# TEXT SHOWN
>>>>>
I have got a lot on my plate at the moment: Working weekends to build my business, keeping the page and blog up to date and promoting a crowdfunding campaign, all the while working a day job to pay the bills, fulfilling other big and small obligations, trying to follow a hobby and have somewhat of a social life. In combination the above can make life appear to be one big clusterf**k.
So when my alarm went off the other morning, I just had it with everything. I didn’t want to face the hustle, the to-do list or the people to call. I didn’t want to open my laptop. The time spent on facebook and twitter, those minions of the digital Antichrist, I wanted to much rather invest into eating cereal from the box in my pajamas. Balling up in fetal position and lying in the half-dark of my bedroom while powering through a TV series I had already watched seemed like a great choice to spend the day.
So just as every sensible person would, I did nothing.
For an hour or so I just lay there, not moving much, just breathing and letting my thoughts drift. My inner monologue slowly shifted from rants a là Ari Gold (warning, strong language) to a slower, clearer and more reflective voice. I began to process through the big solid mass of incongruent thought lingering in my head. Things started clicking into place and the throbbing in my temple slowly abated. I felt much better.
<<<<<
# RECORD EXTRACTS
>>>>>
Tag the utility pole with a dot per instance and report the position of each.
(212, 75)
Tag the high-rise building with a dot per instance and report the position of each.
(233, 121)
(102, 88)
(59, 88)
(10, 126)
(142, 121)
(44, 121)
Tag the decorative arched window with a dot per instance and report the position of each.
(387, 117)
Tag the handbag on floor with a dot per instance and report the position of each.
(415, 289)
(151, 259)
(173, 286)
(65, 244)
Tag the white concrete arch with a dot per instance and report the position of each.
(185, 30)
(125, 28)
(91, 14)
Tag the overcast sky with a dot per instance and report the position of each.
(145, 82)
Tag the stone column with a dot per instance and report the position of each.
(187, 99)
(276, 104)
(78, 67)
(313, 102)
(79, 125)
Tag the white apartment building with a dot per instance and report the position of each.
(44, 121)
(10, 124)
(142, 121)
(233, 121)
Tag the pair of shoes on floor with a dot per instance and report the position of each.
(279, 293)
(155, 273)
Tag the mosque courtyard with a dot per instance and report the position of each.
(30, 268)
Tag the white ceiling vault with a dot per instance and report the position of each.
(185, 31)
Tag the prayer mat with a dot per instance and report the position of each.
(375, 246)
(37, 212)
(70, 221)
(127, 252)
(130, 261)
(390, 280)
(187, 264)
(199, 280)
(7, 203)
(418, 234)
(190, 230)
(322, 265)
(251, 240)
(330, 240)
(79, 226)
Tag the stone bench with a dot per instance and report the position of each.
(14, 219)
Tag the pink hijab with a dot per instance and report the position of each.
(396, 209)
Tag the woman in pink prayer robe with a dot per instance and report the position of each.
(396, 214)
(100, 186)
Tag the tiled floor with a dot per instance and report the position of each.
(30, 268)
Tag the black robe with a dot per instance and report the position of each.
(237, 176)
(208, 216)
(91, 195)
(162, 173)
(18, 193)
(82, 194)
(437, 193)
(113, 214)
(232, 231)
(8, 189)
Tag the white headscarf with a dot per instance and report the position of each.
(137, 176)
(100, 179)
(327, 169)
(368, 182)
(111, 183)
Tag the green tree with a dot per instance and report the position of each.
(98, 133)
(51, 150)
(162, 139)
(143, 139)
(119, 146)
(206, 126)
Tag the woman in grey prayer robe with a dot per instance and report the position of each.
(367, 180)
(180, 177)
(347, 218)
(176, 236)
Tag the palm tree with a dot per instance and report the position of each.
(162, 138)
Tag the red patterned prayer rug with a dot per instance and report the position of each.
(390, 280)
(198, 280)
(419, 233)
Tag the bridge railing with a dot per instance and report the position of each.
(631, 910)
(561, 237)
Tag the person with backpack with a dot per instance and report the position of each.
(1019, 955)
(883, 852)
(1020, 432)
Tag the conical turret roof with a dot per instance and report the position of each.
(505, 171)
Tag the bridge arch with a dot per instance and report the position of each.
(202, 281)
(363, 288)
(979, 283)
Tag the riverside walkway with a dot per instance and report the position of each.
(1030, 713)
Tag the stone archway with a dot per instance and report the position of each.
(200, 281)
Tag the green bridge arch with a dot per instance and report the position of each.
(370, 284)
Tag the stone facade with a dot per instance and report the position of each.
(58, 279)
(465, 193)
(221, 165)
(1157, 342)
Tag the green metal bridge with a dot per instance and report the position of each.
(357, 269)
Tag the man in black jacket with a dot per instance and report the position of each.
<<<<<
# EXERCISE DESCRIPTION
Extend the essay about staying in bed on an overwhelmed morning, picking up after its last sentence shown, and leave the data out of it.

# RESULT FOR THIS TASK
I have been in that exact same situation before, except sometimes the series I want to watch is a different one. It always leaves me with one question: how the hell did I get myself into the black hole that is overwhelm, again? The answer is that productivity can be a trap. I like getting things done but sometimes I get so strung up on being productive that I feel guilty when I’m not working on anything. Sound familiar? I bet it does.
The solution to overwhelm is not to do more or to try harder but to prioritize. In order to do so it is necessary to have enough distance from the issue. Only then can we evaluate which choice is going to be the smartest. Taking some time not doing anything provides the space to let the chatter in our heads quiet down and bring order into our thought processes.
Only through this one change I have reduced my stress level significantly. I am feeling more concentrated and more in control of my life. As a direct result I have actually gotten more productive. Sounds to good to be true, right? But try it out. Next time you find yourself overwhelmed, instead of banging your head harder against the wall, do the opposite, do nothing for a bit. Things will start to crystallize.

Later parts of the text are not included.